# Working data:

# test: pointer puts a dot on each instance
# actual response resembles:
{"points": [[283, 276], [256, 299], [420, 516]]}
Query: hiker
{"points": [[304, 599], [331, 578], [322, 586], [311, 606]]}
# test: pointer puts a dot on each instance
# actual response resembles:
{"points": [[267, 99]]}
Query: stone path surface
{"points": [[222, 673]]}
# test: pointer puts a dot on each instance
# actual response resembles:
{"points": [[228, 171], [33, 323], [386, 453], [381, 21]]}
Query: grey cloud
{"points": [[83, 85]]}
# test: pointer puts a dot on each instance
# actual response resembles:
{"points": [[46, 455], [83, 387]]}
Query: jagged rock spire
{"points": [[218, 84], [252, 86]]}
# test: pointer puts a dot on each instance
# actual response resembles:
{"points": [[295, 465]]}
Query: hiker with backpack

# What needs to be done:
The goal is a faithful transcription of every entry above.

# Final answer:
# test: pointer puts a dot on each instance
# actual response resembles:
{"points": [[283, 276], [256, 299], [420, 516]]}
Query: hiker
{"points": [[304, 599], [331, 578], [322, 586], [311, 606]]}
# test: pointer puts a dot on each instance
# actual response resembles:
{"points": [[267, 99]]}
Query: stone path surface
{"points": [[222, 673]]}
# test: pointer puts a dot on each instance
# actual response resembles:
{"points": [[228, 171], [33, 323], [386, 453], [381, 21]]}
Query: grey cloud
{"points": [[83, 85]]}
# test: pointer puts a dot on each instance
# actual response resembles:
{"points": [[46, 455], [83, 387]]}
Query: jagged rock spire
{"points": [[218, 84], [252, 86]]}
# test: pointer puts a dot on each instance
# actual response resembles:
{"points": [[295, 465]]}
Query: hiker with backpack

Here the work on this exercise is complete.